Passage given:
# Load Data

First we load data from HDFS. It is stored as a trivial CSV file with three columns
1. product name
2. review text
3. rating (1 - 5)

In [None]:
from pyspark.sql.functions import *

data = spark.read.text("s3://dimajix-training/data/amazon_baby")
data = data.select(
        split('value',',')[0].alias('name'),
        split('value',',')[1].alias('review'),
        split('value',',')[2].alias('rating').cast('int')
).filter(col('rating').isNotNull())

data.limit(5).toPandas()

# Split Train Data / Test Data

Now let's do the usual split of our data into a training data set and a validation data set. Let's use 80% of all reviews for training and 20% for validation

In [None]:
train_data, test_data = data.randomSplit([0.8,0.2], seed=1)

print("train_data: %d" % train_data.count())
print("test_data: %d" % test_data.count())

# Implement Transformer

We need a custom Transformer to build the pipeline. The transformer should remove all punctuations from a given column containing text.

In [None]:
from pyspark.ml import *
from pyspark.sql.types import *
from pyspark.sql.functions import *

def remove_punctuations(text):
    import string
    for c in string.punctuation:
        text = text.replace(c, ' ')
    return text


class PunctuationCleanupTransformer(Transformer):
    def __init__(self, inputCol, outputCol):
        super(Transformer, self).__init__()

Information supplied:
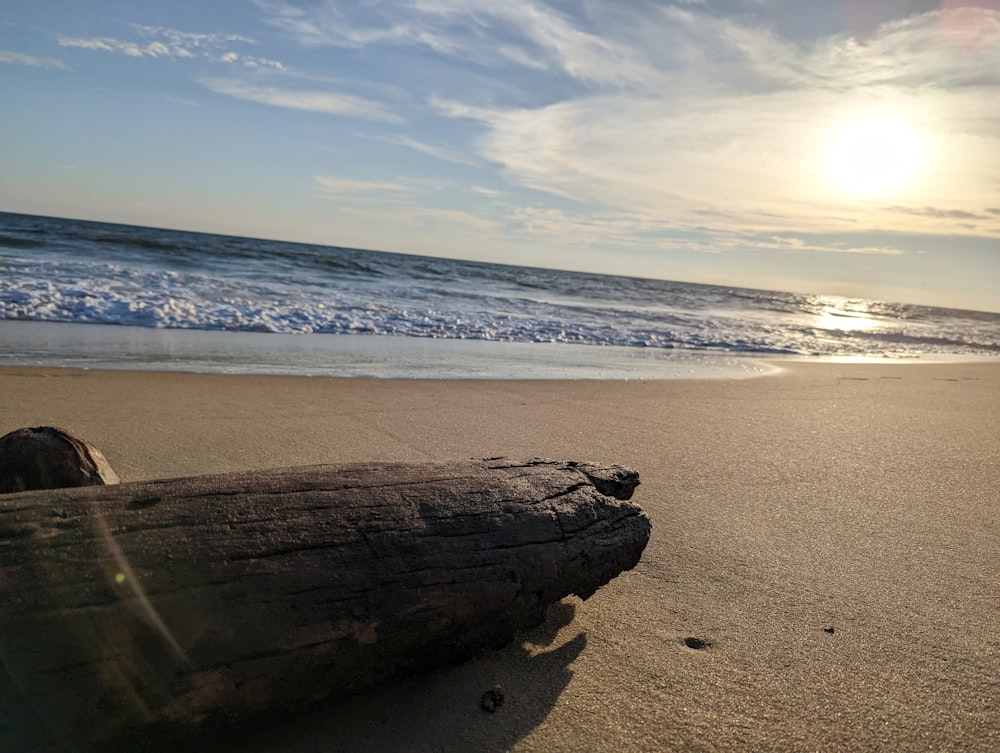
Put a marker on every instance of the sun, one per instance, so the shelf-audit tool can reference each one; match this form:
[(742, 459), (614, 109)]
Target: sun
[(875, 154)]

Set exercise A: According to the Spark notebook, what three columns does the CSV file hold?
Set exercise B: Carry on the Spark notebook from its last line.
The data plays no part in this work.

Task answer A: Product name, review text, and rating (1 to 5).

Task answer B:
        self.inputCol = inputCol
        self.outputCol = outputCol

    def _transform(self, dataset):
        remove_punctuation_udf = udf(remove_punctuations, StringType())
        return dataset.withColumn(self.outputCol, remove_punctuation_udf(self.inputCol))

## Test Transformer

Lets create an instance of the Transformer and test it

In [None]:
# Create instance of PunctuationCleanupTransformer and apply it to the data. The result should be stored in clean_data
clean_data = ...

# Extract a couple of rows, so we can inspect result
clean_data.limit(4).toPandas()

# Create ML Pipeline

Now we have all components for creating an initial ML Pipeline. Remember that we have been using the following components before

* Tokenizer - for splitting reviews into words
* StopWordRemover - for removing stop words
* NGram - for creating NGrams (we'll use two words per n-gram)
* CountVectorizer - for creating bag-of-word features from the words
* IDF - for creating TF-IDF features from the NGram counts
* LogisticRegression - for creating the real model

Now we want to add the PunctuationCleanupTransformer. Note that punctuations need to be removed *before* tokenization!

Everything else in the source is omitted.